* [Exercise description] Only the lines from the one with "the red underline" to the end of the material should be reproduced, exactly and in full, both ends included.

Information shown Block Start

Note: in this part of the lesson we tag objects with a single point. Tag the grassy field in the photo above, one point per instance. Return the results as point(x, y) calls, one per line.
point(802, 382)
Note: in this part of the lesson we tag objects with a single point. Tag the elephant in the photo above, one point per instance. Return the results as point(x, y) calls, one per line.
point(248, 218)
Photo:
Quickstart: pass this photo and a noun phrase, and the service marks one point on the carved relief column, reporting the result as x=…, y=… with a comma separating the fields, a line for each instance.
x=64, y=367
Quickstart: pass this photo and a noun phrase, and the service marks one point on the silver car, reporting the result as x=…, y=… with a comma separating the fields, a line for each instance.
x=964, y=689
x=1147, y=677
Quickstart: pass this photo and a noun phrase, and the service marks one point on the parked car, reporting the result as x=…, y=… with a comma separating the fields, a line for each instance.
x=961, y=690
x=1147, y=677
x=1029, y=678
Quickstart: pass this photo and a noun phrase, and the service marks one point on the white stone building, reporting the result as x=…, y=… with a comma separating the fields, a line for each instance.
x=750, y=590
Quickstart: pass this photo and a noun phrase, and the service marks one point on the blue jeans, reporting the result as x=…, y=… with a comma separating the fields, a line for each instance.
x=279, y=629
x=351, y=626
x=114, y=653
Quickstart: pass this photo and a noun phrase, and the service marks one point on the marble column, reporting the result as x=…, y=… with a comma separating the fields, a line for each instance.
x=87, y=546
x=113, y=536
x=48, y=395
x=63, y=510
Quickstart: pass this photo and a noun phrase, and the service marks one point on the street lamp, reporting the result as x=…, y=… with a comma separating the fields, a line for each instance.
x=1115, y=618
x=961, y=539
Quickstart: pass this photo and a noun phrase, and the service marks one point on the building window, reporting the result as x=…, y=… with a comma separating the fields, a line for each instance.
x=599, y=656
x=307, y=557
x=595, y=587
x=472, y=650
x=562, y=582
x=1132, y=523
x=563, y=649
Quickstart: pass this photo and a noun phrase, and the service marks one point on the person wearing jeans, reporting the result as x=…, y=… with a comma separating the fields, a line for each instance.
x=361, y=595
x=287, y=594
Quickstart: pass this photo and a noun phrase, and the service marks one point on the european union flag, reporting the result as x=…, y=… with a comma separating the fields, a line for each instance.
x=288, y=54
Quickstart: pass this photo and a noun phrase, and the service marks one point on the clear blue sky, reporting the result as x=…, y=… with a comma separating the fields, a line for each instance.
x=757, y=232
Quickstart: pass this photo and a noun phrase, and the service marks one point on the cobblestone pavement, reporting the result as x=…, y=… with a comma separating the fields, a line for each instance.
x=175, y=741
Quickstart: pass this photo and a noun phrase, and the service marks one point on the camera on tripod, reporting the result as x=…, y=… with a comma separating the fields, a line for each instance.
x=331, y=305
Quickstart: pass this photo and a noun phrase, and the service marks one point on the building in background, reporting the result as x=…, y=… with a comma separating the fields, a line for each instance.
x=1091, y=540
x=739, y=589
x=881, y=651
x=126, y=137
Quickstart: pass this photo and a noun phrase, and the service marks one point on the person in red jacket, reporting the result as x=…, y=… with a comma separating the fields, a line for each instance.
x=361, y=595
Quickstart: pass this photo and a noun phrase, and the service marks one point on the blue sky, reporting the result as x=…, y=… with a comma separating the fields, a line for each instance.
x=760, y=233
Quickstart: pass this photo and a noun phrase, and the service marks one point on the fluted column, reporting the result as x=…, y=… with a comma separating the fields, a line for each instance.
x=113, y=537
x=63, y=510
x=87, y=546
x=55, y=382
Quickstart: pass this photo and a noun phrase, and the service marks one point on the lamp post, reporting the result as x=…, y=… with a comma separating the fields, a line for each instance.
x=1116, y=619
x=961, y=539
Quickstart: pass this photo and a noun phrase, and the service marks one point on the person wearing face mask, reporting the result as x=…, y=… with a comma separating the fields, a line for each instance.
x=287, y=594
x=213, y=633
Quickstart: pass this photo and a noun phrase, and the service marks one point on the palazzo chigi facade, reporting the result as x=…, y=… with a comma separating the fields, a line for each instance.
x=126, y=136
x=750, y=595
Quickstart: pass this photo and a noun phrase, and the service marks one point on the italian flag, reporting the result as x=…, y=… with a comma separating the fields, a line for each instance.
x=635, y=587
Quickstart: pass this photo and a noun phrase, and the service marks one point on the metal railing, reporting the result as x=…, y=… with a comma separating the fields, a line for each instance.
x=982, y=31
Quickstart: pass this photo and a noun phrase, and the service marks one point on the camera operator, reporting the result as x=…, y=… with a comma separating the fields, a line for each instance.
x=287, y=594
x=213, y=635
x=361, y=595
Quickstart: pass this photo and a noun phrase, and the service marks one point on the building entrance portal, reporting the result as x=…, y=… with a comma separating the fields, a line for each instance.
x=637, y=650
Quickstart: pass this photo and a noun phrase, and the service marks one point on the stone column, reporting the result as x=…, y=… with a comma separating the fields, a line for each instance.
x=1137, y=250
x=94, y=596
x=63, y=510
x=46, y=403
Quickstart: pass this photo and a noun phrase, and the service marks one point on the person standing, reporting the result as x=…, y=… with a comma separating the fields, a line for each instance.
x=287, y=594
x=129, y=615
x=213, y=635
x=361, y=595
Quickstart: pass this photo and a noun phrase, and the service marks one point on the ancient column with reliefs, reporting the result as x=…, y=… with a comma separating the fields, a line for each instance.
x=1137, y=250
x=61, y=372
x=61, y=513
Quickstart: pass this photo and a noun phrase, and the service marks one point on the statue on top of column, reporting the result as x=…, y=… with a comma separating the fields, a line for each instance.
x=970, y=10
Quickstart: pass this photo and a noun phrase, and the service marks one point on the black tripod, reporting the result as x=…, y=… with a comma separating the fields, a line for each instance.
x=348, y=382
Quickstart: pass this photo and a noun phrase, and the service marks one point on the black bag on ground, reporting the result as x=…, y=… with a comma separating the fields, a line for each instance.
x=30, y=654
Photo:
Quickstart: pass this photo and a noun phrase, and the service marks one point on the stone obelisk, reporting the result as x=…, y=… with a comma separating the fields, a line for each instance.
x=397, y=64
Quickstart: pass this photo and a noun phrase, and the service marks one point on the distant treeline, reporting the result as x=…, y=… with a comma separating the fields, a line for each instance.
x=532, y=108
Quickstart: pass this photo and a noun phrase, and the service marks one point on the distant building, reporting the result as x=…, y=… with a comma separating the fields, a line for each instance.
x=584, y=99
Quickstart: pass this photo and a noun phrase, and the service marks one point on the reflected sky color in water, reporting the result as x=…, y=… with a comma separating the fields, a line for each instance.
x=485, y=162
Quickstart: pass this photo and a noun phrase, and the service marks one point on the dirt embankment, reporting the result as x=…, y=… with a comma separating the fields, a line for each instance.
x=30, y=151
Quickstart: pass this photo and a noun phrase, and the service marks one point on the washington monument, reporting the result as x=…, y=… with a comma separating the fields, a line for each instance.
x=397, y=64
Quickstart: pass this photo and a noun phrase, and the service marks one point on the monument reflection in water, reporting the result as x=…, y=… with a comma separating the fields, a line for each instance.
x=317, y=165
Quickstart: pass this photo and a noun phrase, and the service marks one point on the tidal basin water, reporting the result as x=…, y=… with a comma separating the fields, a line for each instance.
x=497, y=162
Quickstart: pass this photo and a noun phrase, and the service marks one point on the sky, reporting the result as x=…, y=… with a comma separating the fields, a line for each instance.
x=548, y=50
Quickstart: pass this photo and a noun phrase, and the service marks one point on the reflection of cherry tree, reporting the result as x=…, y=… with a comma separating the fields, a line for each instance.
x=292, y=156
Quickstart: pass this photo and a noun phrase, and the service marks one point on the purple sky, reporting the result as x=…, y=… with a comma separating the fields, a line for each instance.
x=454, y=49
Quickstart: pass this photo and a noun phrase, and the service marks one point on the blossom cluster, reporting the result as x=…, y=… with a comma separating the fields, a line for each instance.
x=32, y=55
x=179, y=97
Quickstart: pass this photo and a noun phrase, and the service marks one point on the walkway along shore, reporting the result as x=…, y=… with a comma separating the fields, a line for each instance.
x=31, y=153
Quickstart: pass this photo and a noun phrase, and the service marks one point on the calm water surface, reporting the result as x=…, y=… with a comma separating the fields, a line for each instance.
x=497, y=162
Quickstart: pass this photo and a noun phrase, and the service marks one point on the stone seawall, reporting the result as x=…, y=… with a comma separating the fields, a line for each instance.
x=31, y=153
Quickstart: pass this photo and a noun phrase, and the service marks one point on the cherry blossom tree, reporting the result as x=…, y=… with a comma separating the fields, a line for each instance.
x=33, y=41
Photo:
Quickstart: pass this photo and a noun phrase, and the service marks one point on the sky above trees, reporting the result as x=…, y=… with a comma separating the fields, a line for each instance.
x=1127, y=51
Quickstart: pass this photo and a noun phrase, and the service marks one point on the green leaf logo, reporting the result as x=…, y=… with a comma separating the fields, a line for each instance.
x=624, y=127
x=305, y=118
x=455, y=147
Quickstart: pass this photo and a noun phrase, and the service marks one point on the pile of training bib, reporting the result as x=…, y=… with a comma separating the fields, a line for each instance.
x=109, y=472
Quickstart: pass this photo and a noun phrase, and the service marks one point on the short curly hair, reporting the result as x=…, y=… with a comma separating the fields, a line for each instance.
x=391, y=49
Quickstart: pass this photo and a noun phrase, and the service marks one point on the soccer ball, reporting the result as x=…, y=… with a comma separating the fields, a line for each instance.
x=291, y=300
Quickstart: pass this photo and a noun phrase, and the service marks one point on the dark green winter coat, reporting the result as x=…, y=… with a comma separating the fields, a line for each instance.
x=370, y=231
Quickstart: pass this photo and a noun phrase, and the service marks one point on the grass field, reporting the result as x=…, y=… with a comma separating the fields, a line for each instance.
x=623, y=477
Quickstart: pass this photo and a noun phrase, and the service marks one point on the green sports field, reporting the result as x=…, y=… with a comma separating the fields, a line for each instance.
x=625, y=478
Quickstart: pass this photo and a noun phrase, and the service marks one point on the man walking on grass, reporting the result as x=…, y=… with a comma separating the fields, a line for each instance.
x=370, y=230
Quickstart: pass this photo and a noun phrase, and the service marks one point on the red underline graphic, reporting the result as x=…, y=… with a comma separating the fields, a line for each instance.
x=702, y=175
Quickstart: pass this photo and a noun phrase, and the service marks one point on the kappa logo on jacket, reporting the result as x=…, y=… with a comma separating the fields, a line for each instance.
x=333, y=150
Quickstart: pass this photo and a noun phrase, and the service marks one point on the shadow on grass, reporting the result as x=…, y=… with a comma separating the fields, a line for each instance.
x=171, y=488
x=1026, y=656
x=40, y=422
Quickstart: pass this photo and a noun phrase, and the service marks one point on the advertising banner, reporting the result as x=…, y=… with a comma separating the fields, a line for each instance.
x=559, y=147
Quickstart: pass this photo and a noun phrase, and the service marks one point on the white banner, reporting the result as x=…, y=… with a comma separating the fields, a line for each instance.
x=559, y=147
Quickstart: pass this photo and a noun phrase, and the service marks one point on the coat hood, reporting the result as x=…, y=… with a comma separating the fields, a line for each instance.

Information shown Block End

* [Answer to this problem]
Quickstart: pass this photo and a noun phrase, and the service marks one point on the red underline graphic, reporting the result as x=…, y=… with a comma separating the fields, a line for each instance.
x=702, y=175
Quickstart: pass this photo and a noun phrase, and the service marks one point on the kappa logo on jacket, reporting the result as x=…, y=… with a comma separating the fields, a line for each instance.
x=333, y=150
Quickstart: pass this photo and a noun phrase, and the service marks one point on the shadow on grass, reporting the result as x=…, y=… with a comma separating the fields, a line for each instance.
x=171, y=488
x=1026, y=656
x=40, y=422
Quickstart: pass this photo and a noun phrase, and the service marks one point on the advertising banner, reporting the result as x=…, y=… with a comma separating the fields, a line for each instance.
x=559, y=147
Quickstart: pass this photo and a noun phrase, and the service marks one point on the white banner, reporting the result as x=…, y=… with a comma separating the fields, a line for each instance.
x=559, y=147
Quickstart: pass this photo and a noun phrase, and the service marks one point on the coat hood, reporting the result as x=…, y=… with a comma separating the fields, a line for each instance.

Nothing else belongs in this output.